_WRITTEN TASK_. Pick out and copy every line of the material below that contains the string "patch", treating uppercase and lowercase as different.

_RECORDS SHOWN_.
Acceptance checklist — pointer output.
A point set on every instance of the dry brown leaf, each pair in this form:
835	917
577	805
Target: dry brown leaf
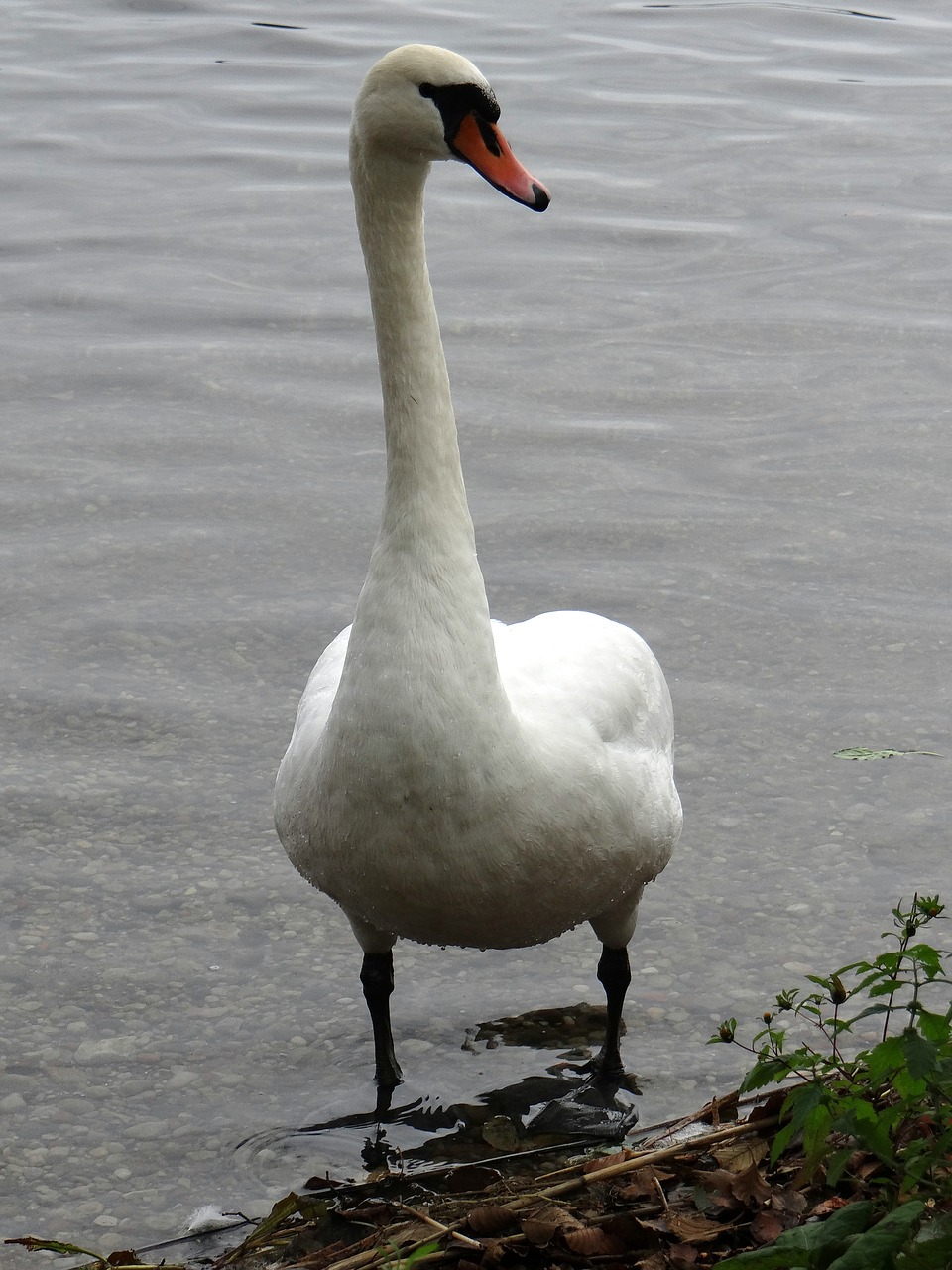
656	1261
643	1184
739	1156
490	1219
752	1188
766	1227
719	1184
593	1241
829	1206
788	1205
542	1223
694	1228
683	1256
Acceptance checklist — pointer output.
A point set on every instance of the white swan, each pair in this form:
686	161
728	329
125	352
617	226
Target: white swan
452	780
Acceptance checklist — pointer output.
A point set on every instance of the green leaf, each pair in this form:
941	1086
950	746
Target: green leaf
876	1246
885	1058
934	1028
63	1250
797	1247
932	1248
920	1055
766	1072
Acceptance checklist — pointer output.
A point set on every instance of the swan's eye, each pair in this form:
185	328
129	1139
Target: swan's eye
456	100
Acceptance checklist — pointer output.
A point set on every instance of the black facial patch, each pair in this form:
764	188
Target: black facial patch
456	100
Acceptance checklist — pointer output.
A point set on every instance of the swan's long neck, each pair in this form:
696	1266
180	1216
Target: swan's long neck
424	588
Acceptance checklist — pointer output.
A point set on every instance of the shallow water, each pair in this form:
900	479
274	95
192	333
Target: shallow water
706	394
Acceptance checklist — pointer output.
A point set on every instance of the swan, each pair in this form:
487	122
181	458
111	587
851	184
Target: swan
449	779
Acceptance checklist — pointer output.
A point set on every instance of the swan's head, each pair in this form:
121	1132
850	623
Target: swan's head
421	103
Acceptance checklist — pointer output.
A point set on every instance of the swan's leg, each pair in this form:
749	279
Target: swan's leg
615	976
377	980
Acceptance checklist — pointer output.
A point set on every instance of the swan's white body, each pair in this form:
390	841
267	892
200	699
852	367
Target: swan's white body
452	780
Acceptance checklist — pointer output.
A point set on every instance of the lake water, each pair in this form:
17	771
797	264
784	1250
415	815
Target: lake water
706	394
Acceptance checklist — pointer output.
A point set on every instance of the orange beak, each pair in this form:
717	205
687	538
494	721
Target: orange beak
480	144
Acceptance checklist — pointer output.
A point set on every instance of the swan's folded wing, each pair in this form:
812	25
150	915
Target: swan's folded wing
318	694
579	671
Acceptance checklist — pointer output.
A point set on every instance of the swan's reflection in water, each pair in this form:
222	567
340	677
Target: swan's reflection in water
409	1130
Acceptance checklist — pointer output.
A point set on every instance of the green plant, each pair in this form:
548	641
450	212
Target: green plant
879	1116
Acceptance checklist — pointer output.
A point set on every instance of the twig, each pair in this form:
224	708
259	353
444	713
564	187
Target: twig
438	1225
...
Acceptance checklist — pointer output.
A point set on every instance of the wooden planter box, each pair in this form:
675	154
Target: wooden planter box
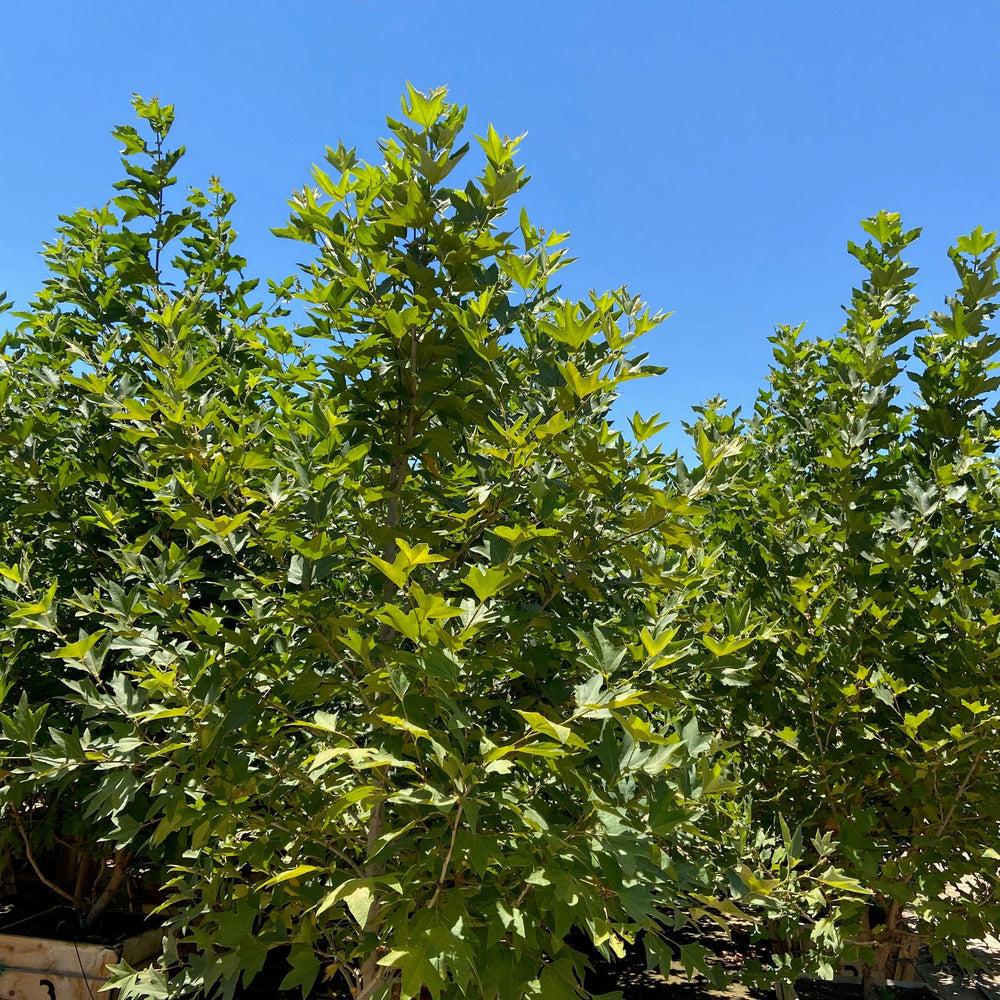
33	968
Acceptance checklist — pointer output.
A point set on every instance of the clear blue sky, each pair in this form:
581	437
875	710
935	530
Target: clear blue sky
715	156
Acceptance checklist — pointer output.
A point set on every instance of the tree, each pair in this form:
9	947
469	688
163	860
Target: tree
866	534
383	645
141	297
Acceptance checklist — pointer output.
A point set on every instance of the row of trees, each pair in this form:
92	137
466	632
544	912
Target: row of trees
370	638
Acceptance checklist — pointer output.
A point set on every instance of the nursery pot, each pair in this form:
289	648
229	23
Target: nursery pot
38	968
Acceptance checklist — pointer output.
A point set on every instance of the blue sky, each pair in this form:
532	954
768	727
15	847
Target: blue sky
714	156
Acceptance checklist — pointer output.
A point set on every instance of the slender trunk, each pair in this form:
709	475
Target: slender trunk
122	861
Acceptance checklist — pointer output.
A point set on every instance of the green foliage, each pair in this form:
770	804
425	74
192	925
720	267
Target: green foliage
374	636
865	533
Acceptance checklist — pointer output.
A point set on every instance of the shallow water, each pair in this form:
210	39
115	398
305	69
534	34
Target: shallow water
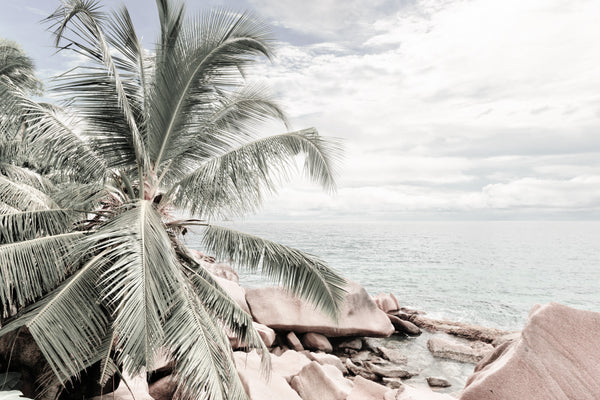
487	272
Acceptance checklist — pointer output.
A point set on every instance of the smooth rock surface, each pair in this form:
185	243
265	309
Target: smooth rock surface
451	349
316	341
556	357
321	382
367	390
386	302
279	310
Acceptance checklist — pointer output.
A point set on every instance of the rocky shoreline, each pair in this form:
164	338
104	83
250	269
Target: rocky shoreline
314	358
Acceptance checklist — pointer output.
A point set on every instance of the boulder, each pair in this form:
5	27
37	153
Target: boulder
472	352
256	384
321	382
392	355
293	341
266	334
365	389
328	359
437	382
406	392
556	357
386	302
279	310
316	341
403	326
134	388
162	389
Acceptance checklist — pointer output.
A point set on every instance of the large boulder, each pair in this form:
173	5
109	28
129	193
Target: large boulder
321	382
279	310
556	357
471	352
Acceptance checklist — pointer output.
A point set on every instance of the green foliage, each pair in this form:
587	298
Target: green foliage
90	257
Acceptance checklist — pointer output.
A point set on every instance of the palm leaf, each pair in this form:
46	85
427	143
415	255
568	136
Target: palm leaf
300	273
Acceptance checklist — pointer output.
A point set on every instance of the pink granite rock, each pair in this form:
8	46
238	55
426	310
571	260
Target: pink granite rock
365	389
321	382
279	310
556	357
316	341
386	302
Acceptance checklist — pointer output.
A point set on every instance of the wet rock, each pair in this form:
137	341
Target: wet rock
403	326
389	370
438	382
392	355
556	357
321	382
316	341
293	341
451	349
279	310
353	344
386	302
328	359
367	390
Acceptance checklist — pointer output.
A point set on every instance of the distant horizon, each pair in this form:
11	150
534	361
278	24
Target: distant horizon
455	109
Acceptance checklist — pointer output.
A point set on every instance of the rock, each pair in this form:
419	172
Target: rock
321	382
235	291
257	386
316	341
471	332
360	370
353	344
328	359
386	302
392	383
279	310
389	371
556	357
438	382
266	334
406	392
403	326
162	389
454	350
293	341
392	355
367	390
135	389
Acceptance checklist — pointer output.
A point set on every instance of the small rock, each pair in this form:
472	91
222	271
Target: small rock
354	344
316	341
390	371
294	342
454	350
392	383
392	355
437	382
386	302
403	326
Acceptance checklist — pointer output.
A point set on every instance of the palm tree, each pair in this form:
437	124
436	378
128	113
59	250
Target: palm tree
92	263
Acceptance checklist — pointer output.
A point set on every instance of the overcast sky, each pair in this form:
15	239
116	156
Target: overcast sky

_FINAL RESULT_.
A point set on every instance of the black facial patch, each pair in this form:
Target: black facial patch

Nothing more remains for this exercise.